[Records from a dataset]
"""

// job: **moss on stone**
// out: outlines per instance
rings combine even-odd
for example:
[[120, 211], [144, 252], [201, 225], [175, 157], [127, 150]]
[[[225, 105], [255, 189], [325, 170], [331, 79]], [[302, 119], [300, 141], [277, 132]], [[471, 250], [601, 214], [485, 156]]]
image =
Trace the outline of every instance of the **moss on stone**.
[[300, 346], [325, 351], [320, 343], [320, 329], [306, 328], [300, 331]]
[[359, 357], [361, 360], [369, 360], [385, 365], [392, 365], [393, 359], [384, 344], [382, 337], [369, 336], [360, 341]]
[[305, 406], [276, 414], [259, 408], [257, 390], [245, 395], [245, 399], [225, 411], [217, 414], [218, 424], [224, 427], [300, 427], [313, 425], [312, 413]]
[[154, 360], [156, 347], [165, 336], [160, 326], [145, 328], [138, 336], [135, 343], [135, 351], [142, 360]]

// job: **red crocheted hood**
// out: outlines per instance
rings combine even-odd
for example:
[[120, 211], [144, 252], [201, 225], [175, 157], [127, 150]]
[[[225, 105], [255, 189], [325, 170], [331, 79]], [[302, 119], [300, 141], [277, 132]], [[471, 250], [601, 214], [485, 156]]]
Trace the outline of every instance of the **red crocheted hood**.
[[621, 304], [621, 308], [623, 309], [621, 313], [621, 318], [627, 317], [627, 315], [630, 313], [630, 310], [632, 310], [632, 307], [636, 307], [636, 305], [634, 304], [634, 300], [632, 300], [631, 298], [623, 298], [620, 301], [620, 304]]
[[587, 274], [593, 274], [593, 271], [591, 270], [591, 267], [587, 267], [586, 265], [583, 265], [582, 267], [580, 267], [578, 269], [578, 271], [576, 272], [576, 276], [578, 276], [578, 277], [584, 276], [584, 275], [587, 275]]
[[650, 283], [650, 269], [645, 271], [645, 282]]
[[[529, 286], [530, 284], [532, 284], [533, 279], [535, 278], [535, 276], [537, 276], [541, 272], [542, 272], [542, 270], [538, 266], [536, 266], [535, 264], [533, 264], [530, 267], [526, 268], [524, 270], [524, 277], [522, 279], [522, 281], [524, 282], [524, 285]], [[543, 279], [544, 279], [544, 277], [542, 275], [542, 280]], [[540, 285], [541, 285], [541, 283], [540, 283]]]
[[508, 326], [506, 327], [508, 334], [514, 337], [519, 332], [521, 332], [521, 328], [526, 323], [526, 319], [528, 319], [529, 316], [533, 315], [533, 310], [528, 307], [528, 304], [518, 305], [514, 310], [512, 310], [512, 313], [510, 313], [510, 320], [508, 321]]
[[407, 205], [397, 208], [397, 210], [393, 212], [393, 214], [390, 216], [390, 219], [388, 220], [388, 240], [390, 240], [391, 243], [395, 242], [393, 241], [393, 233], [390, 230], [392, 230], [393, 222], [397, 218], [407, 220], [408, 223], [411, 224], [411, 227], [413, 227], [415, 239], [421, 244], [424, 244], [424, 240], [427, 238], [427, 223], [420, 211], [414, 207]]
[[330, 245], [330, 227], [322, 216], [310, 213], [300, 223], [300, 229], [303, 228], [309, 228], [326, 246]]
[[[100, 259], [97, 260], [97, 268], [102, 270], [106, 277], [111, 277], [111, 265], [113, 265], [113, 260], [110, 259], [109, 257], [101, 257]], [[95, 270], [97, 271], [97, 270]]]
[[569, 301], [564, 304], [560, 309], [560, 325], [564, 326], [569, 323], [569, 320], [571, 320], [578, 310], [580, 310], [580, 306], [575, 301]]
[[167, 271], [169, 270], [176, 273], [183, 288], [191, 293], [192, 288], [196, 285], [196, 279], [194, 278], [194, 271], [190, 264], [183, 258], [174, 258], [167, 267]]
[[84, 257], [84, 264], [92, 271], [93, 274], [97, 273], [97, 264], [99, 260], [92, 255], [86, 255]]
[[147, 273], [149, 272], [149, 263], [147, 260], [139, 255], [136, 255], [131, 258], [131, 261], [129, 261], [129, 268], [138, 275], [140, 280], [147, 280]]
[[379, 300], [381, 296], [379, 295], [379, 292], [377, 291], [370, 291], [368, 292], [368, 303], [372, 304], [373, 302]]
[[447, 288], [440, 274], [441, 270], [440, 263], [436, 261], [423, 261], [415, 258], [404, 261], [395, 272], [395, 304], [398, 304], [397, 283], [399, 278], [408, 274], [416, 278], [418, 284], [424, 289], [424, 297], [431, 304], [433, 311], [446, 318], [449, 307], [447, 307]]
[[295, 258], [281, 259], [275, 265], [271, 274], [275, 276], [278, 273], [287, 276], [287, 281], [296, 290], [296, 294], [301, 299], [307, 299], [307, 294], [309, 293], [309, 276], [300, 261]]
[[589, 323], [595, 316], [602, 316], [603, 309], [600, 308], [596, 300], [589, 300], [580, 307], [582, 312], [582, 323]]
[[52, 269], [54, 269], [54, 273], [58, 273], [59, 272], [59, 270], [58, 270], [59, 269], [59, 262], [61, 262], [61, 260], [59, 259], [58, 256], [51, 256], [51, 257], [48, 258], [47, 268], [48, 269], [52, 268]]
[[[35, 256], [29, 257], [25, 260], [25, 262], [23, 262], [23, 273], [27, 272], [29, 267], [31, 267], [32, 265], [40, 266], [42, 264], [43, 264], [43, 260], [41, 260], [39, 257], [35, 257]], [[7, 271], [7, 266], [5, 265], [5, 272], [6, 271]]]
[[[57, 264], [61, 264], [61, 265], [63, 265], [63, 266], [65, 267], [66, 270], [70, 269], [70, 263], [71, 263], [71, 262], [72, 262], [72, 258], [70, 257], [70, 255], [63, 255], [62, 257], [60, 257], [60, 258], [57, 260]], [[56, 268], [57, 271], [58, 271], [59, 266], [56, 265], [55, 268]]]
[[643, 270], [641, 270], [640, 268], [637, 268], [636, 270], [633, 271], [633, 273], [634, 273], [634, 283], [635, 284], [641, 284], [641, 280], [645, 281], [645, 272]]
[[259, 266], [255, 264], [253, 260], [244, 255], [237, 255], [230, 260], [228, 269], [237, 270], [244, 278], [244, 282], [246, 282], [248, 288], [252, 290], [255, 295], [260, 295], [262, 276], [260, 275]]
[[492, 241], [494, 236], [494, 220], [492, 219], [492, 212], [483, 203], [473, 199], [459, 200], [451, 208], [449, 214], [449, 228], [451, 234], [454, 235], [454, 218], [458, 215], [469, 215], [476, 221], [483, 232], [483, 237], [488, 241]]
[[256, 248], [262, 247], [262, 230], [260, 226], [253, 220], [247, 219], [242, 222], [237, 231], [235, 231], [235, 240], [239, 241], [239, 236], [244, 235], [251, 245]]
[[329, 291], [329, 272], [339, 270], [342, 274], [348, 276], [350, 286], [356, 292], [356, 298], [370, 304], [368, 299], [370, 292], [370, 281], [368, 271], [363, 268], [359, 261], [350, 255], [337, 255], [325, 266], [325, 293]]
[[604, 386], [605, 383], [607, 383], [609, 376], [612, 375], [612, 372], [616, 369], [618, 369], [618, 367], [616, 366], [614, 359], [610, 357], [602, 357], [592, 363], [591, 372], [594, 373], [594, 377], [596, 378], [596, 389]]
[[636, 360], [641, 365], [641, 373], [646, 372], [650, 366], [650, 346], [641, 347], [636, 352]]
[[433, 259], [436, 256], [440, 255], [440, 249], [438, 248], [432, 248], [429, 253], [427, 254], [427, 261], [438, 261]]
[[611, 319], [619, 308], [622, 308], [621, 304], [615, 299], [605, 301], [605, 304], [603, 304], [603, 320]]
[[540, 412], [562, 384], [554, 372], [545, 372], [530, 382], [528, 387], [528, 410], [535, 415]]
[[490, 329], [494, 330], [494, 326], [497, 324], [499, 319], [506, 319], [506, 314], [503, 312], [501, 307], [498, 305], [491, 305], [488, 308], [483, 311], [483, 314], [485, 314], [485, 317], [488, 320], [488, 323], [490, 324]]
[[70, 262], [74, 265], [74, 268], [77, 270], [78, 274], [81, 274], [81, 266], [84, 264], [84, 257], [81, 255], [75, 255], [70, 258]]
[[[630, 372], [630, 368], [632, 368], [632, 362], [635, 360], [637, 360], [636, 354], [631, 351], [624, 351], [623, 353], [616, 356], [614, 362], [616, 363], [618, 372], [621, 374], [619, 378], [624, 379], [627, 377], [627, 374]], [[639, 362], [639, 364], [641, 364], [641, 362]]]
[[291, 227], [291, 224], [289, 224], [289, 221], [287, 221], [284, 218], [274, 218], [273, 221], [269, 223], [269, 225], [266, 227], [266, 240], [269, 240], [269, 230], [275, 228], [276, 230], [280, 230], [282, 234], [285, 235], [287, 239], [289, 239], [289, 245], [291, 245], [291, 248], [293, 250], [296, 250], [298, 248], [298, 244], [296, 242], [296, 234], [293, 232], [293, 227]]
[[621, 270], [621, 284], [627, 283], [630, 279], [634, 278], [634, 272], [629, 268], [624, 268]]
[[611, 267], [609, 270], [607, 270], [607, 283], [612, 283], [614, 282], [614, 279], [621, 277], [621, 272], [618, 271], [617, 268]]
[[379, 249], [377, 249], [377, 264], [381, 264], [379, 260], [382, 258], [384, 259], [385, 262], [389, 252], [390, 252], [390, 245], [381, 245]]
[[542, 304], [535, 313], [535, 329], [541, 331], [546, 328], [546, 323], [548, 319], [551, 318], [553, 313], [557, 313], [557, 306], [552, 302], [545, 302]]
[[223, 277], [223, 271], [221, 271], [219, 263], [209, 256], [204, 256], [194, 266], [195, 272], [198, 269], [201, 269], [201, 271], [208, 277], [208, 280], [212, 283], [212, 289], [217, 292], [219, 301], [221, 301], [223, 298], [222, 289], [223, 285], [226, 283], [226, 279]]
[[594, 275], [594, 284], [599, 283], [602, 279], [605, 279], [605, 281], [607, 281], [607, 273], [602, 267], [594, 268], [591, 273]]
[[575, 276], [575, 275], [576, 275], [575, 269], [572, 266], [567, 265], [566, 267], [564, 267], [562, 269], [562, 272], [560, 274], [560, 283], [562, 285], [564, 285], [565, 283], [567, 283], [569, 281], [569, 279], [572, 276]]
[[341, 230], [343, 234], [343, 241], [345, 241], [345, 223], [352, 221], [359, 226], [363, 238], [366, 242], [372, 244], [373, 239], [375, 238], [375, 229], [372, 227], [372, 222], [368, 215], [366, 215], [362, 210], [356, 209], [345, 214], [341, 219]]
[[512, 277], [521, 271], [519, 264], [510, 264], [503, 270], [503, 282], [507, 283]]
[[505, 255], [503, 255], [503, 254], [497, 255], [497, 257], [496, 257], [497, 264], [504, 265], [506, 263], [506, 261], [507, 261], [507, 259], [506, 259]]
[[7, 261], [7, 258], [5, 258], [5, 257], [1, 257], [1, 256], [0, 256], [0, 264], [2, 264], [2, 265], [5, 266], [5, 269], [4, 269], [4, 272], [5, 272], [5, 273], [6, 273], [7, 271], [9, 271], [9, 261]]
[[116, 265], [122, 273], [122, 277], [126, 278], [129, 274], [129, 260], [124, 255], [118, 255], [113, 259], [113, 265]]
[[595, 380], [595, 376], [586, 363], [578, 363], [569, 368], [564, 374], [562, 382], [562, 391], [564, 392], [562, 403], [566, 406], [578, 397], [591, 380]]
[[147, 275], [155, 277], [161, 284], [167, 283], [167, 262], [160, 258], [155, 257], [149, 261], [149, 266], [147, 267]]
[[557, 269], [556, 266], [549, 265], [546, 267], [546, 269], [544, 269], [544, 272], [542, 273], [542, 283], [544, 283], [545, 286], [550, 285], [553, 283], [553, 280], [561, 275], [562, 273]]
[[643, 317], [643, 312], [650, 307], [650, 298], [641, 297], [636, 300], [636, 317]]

"""

_Assignment_: How many lines in the data above contain the word "Trace"? Reply with only that figure.

_Written answer_: 2